● **SUPPLIED DATA**
● ● ● ●

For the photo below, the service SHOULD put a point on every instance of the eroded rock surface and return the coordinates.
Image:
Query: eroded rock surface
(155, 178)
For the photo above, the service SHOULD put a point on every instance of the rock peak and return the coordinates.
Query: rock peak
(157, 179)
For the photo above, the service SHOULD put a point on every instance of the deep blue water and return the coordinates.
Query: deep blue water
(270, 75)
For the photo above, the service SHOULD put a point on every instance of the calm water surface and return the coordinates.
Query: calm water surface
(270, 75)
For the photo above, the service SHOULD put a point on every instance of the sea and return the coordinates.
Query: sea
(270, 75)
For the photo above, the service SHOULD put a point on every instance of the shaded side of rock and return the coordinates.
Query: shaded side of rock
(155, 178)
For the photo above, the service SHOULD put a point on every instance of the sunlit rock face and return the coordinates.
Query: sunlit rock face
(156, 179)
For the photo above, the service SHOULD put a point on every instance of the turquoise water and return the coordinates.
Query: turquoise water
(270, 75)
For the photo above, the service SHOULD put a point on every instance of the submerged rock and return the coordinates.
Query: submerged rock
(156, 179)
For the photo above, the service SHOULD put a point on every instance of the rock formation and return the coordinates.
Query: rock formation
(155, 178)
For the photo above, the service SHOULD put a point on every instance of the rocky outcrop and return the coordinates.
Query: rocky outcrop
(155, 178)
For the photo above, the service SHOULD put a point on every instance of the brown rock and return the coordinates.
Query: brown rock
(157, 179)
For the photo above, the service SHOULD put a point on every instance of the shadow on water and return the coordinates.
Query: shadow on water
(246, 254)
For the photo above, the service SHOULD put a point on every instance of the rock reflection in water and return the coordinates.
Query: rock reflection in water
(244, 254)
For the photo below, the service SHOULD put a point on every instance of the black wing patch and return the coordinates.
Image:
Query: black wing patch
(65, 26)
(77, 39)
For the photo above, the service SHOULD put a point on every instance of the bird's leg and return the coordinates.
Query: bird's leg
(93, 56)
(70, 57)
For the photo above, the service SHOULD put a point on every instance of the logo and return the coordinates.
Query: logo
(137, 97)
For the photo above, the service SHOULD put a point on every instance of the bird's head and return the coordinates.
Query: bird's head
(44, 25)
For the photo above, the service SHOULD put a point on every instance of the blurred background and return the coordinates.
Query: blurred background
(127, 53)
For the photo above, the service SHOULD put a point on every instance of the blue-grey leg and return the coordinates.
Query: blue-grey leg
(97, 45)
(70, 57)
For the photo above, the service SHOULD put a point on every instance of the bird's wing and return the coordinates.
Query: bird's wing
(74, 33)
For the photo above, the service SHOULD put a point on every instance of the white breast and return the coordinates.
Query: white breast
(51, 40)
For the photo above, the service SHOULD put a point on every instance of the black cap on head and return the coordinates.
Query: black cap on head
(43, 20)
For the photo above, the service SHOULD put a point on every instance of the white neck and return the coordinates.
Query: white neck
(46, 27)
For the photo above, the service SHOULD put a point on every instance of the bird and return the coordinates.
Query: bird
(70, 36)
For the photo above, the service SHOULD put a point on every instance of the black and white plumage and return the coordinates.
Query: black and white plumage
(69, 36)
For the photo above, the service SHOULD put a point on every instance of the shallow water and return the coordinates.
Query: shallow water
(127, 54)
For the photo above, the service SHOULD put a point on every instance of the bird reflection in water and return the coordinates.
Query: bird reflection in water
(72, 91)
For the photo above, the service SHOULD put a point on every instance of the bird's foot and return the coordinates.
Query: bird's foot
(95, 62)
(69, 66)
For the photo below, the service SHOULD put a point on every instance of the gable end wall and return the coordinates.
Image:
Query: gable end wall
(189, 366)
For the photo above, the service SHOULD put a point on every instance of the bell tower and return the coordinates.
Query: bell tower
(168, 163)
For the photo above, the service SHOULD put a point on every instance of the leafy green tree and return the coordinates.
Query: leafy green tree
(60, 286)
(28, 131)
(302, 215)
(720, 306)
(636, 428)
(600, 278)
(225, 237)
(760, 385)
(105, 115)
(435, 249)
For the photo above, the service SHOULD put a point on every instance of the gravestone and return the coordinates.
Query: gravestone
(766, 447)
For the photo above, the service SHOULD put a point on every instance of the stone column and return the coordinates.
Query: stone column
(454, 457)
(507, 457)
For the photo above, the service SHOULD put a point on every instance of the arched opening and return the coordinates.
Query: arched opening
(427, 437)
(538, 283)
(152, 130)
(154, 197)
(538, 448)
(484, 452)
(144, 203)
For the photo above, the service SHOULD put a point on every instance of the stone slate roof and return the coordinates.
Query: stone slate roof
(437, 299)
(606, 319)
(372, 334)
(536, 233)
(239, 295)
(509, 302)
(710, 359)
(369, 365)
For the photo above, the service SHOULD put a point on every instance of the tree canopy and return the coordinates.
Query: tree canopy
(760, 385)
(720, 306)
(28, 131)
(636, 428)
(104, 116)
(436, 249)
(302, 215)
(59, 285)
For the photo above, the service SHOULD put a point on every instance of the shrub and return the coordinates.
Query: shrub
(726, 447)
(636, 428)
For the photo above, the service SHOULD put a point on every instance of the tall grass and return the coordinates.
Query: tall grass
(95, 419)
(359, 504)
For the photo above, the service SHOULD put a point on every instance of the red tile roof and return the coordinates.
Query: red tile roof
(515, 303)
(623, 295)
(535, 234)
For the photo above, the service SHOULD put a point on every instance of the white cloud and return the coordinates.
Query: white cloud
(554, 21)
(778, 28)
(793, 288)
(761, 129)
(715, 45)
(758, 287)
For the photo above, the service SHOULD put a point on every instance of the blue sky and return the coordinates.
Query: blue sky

● ● ● ●

● **PROBLEM TO WORK ON**
A single integer is the expected output: the number of lines in the data that include the word "below".

● **YOUR RESPONSE**
3